Given task —
Your task is to restate the data word for word.

Lines of data
***
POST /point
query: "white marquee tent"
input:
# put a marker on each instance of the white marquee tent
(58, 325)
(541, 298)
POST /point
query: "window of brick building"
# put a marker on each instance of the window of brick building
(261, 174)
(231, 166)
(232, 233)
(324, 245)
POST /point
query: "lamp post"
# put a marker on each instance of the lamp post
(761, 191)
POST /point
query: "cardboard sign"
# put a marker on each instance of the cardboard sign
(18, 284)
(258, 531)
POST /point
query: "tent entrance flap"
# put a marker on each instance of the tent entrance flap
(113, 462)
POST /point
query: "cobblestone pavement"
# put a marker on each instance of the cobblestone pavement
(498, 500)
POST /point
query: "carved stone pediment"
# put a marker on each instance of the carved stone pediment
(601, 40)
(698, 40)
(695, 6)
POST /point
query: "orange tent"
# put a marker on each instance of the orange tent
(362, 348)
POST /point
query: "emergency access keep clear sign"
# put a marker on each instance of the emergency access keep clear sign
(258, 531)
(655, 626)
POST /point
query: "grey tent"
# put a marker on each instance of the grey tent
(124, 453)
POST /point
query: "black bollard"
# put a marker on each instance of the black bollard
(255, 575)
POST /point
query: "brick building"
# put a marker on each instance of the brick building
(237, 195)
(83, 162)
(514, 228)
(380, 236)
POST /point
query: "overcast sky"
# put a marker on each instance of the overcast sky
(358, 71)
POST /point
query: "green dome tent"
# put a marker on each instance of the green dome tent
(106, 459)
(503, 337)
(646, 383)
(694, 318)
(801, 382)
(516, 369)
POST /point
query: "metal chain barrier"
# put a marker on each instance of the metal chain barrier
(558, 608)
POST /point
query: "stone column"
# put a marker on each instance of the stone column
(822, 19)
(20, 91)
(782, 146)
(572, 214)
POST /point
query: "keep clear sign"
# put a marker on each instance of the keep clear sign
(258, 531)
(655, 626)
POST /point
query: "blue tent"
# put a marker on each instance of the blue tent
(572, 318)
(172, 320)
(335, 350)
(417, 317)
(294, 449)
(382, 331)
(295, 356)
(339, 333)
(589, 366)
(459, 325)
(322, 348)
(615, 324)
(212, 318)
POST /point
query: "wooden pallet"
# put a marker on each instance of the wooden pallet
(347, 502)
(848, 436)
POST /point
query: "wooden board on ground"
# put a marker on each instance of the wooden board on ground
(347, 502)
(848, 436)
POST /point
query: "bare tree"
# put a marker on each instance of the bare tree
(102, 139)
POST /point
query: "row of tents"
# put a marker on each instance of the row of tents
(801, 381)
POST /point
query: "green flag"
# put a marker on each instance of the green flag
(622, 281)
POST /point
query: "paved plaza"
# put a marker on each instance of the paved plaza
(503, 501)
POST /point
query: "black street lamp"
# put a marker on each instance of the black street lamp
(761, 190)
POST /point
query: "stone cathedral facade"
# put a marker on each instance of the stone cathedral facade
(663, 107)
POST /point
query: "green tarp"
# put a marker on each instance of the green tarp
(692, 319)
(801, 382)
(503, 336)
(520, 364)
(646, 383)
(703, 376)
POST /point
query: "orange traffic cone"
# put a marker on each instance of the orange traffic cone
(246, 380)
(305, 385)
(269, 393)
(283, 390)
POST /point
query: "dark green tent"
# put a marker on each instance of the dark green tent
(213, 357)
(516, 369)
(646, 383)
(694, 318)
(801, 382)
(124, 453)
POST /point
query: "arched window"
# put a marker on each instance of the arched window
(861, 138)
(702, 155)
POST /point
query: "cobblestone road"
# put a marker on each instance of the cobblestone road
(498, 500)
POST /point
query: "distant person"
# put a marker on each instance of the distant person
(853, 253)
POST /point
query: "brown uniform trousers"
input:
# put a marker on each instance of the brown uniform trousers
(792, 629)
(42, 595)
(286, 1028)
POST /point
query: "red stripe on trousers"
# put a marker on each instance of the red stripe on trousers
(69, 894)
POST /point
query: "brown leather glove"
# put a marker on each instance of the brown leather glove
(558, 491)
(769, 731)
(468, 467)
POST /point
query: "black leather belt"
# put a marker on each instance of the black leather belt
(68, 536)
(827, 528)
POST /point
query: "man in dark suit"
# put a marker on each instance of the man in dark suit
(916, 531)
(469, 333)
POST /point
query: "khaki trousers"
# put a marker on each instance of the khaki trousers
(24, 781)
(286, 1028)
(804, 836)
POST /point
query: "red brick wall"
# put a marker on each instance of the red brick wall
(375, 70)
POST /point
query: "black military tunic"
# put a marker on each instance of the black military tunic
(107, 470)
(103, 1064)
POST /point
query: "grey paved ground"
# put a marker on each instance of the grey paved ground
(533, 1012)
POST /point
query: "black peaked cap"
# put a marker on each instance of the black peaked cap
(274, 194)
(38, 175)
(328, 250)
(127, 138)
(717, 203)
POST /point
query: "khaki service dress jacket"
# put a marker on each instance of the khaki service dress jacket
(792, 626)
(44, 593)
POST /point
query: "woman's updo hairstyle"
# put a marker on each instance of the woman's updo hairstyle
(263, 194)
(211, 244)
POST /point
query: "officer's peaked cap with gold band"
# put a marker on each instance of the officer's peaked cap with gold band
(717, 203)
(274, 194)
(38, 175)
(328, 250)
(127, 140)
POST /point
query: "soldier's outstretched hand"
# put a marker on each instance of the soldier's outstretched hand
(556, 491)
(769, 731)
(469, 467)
***
Right answer —
POST /point
query: "white marquee tent"
input:
# put a marker on each instance of the white marquee tent
(58, 325)
(541, 298)
POST /point
query: "window of brick building"
# put a marker on each instance of the window of brick building
(261, 174)
(231, 166)
(232, 233)
(324, 245)
POST /point
query: "lamp post"
# put a marker on each instance of the lamp post
(761, 191)
POST /point
query: "cardboard sign"
# put a marker on each instance of the cardboard sign
(18, 284)
(258, 531)
POST /point
query: "tent entrance flap"
# put a marker on each instance of the tent entrance flap
(113, 462)
POST /point
query: "cobblestone pavement"
# put a marker on each instance of the cobblestone pavement
(498, 500)
POST /point
query: "carved stone pediment"
# put a marker on each instance of the carved stone pediment
(601, 40)
(698, 40)
(695, 6)
POST /point
query: "orange tent"
# put a marker on each instance of the orange tent
(362, 348)
POST /point
query: "emergency access keep clear sign"
# put a marker on each instance of the emergency access keep clear sign
(258, 531)
(655, 626)
POST /point
query: "grey tent"
# put a marker on each instance of the grey tent
(124, 453)
POST /point
query: "black bollard"
# put a marker on each instance of the black bollard
(255, 575)
POST /point
query: "brick building"
# put a marker on each instance of the brick building
(237, 195)
(83, 162)
(514, 228)
(380, 236)
POST /point
query: "overcast sky"
# put a marker on each instance of the overcast sky
(358, 71)
POST /point
query: "green dome tent"
# put a marker on each instance of the green dome tent
(106, 459)
(503, 337)
(646, 383)
(694, 318)
(801, 382)
(516, 369)
POST /point
query: "metal chain barrier"
# put a marker on each instance of the metal chain barrier
(558, 608)
POST /point
query: "stone column"
# put a marker on each instance of the stone column
(822, 19)
(20, 91)
(782, 146)
(572, 214)
POST /point
query: "keep clear sign"
# put a marker on each instance of the keep clear sign
(258, 531)
(655, 626)
POST /point
query: "blue tent"
# put a marker on each instance of the blue tent
(572, 318)
(172, 320)
(335, 350)
(417, 317)
(294, 449)
(382, 331)
(295, 356)
(339, 333)
(589, 366)
(459, 325)
(322, 348)
(615, 324)
(212, 318)
POST /point
query: "wooden pallet"
# put a marker on each instance of the wooden pallet
(347, 502)
(848, 436)
POST /point
query: "wooden board on ground"
# put a marker on each instance of the wooden board on ground
(347, 502)
(848, 436)
POST /point
query: "bare tree"
# put a marker on each instance of the bare tree
(102, 139)
POST /point
query: "row of tents"
# put a marker on each instance of the row of tents
(801, 381)
POST /point
query: "green flag"
# put a marker on each instance of the green flag
(622, 281)
POST /point
query: "paved plaza"
# put a marker on each instance of the paved plaza
(503, 501)
POST /point
query: "black street lamp"
# put a marker on each instance of the black street lamp
(761, 190)
POST /point
query: "stone cathedral facade"
# put a marker on each instance of the stone cathedral facade
(663, 107)
POST /point
query: "green tarp"
# put a marker on each instance of the green tarp
(692, 319)
(801, 382)
(503, 336)
(520, 364)
(646, 383)
(703, 376)
POST /point
query: "orange traffic cone"
# put a marker on each instance of the orange traffic cone
(246, 380)
(305, 385)
(269, 393)
(283, 390)
POST /point
query: "dark green tent"
# put a marker on each instance of the dark green tent
(213, 357)
(516, 369)
(646, 383)
(694, 318)
(801, 382)
(124, 453)
POST /point
query: "arched window"
# put a marker on each instance of the arched window
(861, 138)
(702, 155)
POST /point
query: "cobblestone road"
# put a marker on each instance of the cobblestone road
(498, 500)
POST /point
query: "distant person"
# put a marker on each instance of the distant person
(853, 253)
POST /point
query: "brown uniform trousers"
input:
# put a marker on each instance of the brown uniform trousers
(792, 629)
(42, 595)
(286, 1028)
POST /point
query: "red stripe on trousers"
# put a marker on each instance of the red stripe on trousers
(69, 894)
POST /point
query: "brown leather glove"
# put a marker on each instance of the brown leather glove
(558, 491)
(769, 731)
(468, 467)
POST /point
query: "black leather belt"
# put a marker on each instance of the black leather belt
(68, 536)
(827, 528)
POST /point
query: "man in dark suit"
# put a marker on each instance of the man in dark suit
(916, 531)
(469, 333)
POST /point
query: "khaki trousers"
# put a marker on each instance of the khaki trousers
(24, 781)
(286, 1028)
(804, 836)
POST /point
query: "red brick wall"
# put a marker on each instance of the red brick wall
(375, 70)
POST /point
query: "black military tunic"
# put a marker on each instance of the black military tunic
(107, 470)
(103, 1064)
POST /point
query: "grey paved ground"
# put a marker on each instance of the grey paved ground
(533, 1012)
POST /point
query: "black peaked cap"
# put a marker on each instance of the black peaked cap
(274, 194)
(38, 175)
(328, 250)
(127, 138)
(717, 203)
POST /point
query: "khaki service dress jacket"
# put a marker on each instance of the khaki service dress jacket
(792, 626)
(44, 593)
POST /point
query: "woman's updo hairstyle"
# put a marker on each instance of the woman's updo hairstyle
(263, 194)
(211, 244)
POST /point
query: "officer's peaked cap with gold band"
# put a marker on each instance of the officer's peaked cap with gold band
(717, 203)
(274, 194)
(38, 175)
(328, 250)
(127, 140)
POST /point
query: "soldier's outstretched hand"
# put a marker on each instance of the soldier's outstretched hand
(556, 491)
(769, 731)
(469, 467)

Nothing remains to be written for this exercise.